Sunday, 1 August 2010

Incredible Hulk #132. Hydra

Incredible Hulk #132, against the hordes of Hydra
(Cover from October 1970.)

“In The Hands Of Hydra!”

Written by Roy Thomas.
Drawn by Herb Trimpe.
Inked by John Severin.
Lettering by Artie Simek.

“Many arms have Hydra! Cut off a limb and two more shall take its place!” which must come in handy if its members ever decide to take up chainsaw juggling.

Instead, the criminal organisation who can only afford one cape between them have decided to do something far more dangerous - capturing the Hulk. They want to use him as their new super-weapon, and so recruit the services of Jim Wilson by convincing him the US military, who currently have the green-skinned behemoth, intend their captive nothing but ill.

Jim Wilson is of course spectacularly stupid in this tale, helping Hydra even though they make no attempt to act like anything but villains in front of him. “Few could talk thus to the Supreme Hydra -- and survive!” The Supreme Hydra tells him during a trip to the pictures. You think that alone might be enough to warn Jim they’re not the good guys in this tale. But no, he just ploughs straight on and helps them, somehow thinking he’s aiding the Hulk by delivering them into their hands.

> **Given information**:
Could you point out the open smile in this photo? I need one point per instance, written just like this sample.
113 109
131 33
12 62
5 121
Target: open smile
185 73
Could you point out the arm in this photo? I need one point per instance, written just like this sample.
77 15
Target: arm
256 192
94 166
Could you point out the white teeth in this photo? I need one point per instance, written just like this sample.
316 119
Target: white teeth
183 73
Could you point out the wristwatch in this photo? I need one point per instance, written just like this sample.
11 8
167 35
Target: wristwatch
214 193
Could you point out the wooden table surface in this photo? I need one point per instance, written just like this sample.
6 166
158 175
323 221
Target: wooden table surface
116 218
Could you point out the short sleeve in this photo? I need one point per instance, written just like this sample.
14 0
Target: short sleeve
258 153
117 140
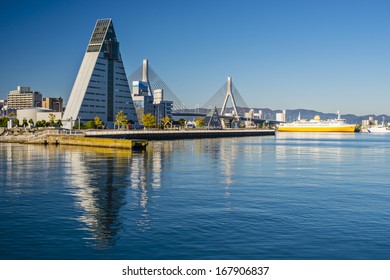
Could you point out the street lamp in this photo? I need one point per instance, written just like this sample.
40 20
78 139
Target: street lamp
71 125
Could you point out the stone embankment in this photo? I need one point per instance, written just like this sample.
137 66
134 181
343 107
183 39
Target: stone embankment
57 138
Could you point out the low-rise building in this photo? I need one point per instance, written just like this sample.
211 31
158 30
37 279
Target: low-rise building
23 97
54 104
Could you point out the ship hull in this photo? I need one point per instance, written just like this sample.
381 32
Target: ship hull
343 128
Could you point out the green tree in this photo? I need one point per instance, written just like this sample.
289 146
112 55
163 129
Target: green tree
199 122
120 119
149 120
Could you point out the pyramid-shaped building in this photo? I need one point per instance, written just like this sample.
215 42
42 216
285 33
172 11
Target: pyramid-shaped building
101 87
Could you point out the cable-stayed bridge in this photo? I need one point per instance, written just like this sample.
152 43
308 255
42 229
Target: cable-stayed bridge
227 99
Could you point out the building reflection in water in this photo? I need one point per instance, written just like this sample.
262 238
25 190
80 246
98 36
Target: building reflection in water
107 182
98 179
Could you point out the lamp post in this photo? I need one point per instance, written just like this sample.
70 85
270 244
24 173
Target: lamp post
71 125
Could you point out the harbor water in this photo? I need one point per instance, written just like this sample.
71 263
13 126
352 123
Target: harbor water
292 196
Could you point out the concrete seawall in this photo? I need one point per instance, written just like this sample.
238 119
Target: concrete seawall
178 134
94 142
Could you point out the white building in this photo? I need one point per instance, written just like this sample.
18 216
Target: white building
281 117
163 108
101 87
24 97
37 114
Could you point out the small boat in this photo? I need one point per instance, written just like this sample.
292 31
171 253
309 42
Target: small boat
317 125
378 128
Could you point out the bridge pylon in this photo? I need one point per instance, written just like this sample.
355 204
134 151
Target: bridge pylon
229 93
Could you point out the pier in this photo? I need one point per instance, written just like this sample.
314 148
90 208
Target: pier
177 134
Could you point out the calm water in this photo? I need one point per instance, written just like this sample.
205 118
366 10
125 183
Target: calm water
294 196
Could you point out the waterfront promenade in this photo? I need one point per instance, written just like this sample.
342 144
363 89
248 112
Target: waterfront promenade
113 138
177 134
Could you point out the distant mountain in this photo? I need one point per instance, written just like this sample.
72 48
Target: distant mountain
292 114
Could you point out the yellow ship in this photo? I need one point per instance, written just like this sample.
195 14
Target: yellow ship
317 125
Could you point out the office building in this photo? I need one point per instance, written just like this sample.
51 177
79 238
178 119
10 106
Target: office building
101 87
23 97
54 104
163 108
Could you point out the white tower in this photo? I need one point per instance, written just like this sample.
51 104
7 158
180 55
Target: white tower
229 93
101 87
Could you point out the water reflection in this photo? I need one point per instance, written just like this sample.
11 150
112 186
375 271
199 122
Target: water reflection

> **Complete the following**:
• 1. Copy out the portion of the review of Incredible Hulk #132 that begins at the words "Incredible Hulk #132." and stops after "by Artie Simek.".
• 2. Summarize the review of Incredible Hulk #132 in two sentences.
• 3. According to the review of Incredible Hulk #132, who inked the issue?

> **Task responses**:
• 1.
Incredible Hulk #132. Hydra

Incredible Hulk #132, against the hordes of Hydra
(Cover from October 1970.)

“In The Hands Of Hydra!”

Written by Roy Thomas.
Drawn by Herb Trimpe.
Inked by John Severin.
Lettering by Artie Simek.

• 2. Hydra, a criminal organization, sets out to capture the Hulk from the US military and use him as its new super-weapon, and it recruits Jim Wilson by convincing him that the military intends its captive nothing but ill. The review calls Jim spectacularly stupid for helping Hydra, since its members make no attempt to act like anything but villains in front of him.

• 3. John Severin